RECORDS TO USE –

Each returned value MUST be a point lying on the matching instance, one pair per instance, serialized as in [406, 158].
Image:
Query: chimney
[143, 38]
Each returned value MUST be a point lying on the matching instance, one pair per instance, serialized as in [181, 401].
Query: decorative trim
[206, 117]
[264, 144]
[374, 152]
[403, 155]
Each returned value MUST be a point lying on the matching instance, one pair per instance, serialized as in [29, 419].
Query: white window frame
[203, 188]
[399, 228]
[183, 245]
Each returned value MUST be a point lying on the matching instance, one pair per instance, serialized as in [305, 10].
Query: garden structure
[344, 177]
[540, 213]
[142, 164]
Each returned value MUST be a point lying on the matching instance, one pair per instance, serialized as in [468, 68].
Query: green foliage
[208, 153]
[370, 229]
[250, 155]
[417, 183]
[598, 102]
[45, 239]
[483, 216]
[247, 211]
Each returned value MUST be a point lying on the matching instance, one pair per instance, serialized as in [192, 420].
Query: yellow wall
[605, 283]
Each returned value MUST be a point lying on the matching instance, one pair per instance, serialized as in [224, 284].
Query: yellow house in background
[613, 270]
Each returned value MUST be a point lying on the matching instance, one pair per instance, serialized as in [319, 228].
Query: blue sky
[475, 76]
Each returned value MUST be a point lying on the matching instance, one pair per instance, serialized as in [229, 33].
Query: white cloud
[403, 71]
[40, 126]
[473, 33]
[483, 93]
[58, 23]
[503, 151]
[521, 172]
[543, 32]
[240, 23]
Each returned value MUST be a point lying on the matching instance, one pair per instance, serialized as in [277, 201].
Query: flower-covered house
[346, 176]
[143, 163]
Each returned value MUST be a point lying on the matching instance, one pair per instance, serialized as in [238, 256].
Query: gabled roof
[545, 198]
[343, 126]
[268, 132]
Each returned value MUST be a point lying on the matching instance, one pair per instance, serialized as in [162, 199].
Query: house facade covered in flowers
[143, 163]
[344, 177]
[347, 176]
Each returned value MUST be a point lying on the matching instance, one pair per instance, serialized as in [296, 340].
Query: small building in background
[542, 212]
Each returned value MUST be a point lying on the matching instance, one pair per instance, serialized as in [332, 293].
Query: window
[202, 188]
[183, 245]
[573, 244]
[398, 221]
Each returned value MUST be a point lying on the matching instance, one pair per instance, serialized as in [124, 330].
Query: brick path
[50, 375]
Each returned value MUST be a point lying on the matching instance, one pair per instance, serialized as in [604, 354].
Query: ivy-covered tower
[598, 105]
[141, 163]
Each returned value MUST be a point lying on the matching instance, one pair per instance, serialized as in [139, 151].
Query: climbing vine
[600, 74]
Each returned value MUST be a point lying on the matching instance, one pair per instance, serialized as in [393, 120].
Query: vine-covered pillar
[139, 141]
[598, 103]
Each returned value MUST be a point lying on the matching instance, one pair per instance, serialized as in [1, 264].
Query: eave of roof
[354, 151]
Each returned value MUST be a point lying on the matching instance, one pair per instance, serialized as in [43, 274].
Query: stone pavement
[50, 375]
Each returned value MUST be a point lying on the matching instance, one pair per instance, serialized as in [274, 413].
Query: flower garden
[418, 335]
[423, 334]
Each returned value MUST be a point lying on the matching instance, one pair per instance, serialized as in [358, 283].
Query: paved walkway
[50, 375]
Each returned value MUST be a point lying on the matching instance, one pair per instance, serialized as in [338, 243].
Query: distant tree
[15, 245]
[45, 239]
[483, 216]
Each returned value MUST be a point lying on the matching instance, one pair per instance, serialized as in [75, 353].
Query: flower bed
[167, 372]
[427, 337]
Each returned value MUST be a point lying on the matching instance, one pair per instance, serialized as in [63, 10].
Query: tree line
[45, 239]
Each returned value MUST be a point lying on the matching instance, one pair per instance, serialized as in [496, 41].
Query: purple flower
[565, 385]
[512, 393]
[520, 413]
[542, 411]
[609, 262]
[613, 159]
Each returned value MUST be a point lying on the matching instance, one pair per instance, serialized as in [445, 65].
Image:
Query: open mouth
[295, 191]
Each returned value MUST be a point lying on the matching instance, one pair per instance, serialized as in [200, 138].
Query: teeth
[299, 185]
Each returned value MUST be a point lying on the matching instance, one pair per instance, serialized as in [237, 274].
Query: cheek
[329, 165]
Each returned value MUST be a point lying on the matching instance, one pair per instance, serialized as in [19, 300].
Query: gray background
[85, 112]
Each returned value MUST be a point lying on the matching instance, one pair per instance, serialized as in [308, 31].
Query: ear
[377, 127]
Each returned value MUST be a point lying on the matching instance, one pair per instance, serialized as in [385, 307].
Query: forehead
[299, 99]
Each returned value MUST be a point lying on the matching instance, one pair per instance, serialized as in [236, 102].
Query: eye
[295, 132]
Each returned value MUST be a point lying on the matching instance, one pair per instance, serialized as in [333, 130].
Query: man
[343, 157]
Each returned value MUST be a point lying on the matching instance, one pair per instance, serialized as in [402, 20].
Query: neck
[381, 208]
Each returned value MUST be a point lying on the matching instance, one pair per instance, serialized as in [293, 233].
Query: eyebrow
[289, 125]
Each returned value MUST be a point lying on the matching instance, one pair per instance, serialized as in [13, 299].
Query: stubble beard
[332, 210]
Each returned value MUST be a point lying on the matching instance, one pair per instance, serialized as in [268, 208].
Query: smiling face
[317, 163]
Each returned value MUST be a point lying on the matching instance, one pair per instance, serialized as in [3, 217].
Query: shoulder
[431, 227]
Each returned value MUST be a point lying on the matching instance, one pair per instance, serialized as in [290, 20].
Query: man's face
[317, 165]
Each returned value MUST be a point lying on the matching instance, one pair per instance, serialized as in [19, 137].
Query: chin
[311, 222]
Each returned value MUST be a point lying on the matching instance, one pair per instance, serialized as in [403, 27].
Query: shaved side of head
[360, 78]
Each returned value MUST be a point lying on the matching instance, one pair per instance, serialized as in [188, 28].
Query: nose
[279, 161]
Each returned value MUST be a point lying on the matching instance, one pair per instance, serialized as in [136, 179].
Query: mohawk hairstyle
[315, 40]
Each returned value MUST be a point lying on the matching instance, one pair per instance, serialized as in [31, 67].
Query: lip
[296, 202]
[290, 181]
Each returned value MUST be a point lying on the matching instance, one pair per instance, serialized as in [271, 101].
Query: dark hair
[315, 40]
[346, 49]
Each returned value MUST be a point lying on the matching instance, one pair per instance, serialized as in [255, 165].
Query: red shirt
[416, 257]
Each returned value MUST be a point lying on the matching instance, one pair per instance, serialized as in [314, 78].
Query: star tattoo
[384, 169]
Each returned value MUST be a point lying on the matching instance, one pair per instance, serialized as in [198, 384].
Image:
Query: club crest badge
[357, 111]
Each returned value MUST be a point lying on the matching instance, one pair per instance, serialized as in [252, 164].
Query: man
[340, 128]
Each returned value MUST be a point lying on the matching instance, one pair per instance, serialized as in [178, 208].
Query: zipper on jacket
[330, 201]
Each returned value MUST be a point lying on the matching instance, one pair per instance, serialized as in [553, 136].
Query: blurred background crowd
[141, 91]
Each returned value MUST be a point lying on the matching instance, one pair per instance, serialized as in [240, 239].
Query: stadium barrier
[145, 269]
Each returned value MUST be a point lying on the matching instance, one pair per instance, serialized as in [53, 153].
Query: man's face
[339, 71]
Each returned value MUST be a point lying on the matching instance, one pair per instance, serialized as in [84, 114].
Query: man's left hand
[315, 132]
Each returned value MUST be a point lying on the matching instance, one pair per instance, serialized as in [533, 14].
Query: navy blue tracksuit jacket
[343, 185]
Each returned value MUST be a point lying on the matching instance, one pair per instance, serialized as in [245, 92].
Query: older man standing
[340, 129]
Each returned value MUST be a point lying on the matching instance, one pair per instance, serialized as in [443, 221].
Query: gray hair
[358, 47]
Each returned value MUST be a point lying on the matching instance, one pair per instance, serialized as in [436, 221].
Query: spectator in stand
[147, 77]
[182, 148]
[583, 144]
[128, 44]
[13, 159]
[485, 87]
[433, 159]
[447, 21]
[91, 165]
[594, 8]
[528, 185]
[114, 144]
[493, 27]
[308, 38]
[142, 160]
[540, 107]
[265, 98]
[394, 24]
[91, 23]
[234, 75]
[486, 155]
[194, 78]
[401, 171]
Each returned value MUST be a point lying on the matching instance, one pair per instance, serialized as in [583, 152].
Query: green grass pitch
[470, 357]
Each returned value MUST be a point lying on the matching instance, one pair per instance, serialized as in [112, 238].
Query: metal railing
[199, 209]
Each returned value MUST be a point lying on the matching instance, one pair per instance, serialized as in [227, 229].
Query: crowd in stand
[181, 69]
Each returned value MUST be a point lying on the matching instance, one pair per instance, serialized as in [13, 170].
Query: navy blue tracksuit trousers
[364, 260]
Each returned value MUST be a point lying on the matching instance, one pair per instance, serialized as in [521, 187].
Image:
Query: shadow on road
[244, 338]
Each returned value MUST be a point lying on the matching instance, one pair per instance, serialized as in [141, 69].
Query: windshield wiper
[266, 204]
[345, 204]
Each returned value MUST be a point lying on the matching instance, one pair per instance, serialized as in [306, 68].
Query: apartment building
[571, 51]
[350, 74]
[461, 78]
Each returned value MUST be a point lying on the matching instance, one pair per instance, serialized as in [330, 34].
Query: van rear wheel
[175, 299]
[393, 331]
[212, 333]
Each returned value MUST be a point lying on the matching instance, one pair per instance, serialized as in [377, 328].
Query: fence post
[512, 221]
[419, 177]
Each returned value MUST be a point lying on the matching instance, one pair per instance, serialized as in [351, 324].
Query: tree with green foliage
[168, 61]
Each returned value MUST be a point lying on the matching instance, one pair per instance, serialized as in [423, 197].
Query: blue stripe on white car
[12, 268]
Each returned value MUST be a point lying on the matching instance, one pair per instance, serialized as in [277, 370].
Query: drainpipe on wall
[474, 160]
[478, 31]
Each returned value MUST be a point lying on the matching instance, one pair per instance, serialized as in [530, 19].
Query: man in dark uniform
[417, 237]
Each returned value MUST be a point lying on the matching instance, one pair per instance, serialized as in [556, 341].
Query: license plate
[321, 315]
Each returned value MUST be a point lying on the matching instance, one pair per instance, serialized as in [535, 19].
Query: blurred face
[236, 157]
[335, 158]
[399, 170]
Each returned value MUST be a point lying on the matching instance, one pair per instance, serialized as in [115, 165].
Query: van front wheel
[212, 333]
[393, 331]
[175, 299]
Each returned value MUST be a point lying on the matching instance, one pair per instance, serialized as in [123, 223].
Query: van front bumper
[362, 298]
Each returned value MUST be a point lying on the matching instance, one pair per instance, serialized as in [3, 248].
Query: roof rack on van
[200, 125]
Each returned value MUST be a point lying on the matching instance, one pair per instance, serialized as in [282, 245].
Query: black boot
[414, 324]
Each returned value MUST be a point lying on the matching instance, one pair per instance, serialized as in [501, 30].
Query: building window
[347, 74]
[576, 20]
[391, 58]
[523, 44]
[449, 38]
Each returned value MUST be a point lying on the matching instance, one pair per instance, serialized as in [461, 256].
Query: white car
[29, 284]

WORK TO COMPLETE –
What you give back should be exactly the lines of the data above from the line with "in [252, 164]." through the line with "in [227, 229].", both of those included, and nothing more.

YOUR RESPONSE –
Each returned value MUST be a point lying on the matching instance, one pair per instance, serialized as in [252, 164].
Query: man
[340, 128]
Each returned value MUST be a point lying on the matching instance, one pair per instance, serialized as in [178, 208].
Query: zipper on jacket
[330, 201]
Each returned value MUST be a point lying on the matching instance, one pair per instance, serialized as in [553, 136].
Query: blurred background crowd
[141, 91]
Each returned value MUST be a point lying on the matching instance, one pair per instance, serialized as in [240, 239].
Query: stadium barrier
[145, 269]
Each returned value MUST be a point lying on the matching instance, one pair per instance, serialized as in [53, 153].
Query: man's face
[339, 71]
Each returned value MUST be a point lying on the matching instance, one pair per instance, serialized as in [84, 114].
Query: man's left hand
[315, 132]
Each returned value MUST be a point lying on the matching instance, one pair per instance, serialized as in [533, 14].
Query: navy blue tracksuit jacket
[343, 185]
Each returned value MUST be a point lying on the matching instance, one pair per instance, serialized as in [245, 92].
Query: older man standing
[340, 129]
Each returned value MUST be a point lying on the matching instance, one pair per instance, serialized as in [443, 221].
Query: gray hair
[358, 47]
Each returned value MUST be a point lying on the matching instance, one pair per instance, serialized as in [436, 221].
Query: spectator in stand
[147, 77]
[182, 148]
[583, 144]
[128, 44]
[13, 159]
[485, 87]
[433, 159]
[447, 21]
[91, 165]
[594, 8]
[528, 185]
[114, 144]
[493, 27]
[308, 38]
[142, 160]
[540, 107]
[265, 98]
[394, 24]
[91, 23]
[234, 75]
[486, 155]
[194, 78]
[401, 171]
Each returned value MUST be a point lying on the matching instance, one pair per instance, serialized as in [583, 152].
Query: green grass pitch
[470, 357]
Each returned value MUST be a point lying on the matching instance, one pair per instance, serialized as in [112, 238].
Query: metal railing
[199, 209]
Each returned value MUST be a point lying on the matching instance, one pair per instance, serialized as in [227, 229].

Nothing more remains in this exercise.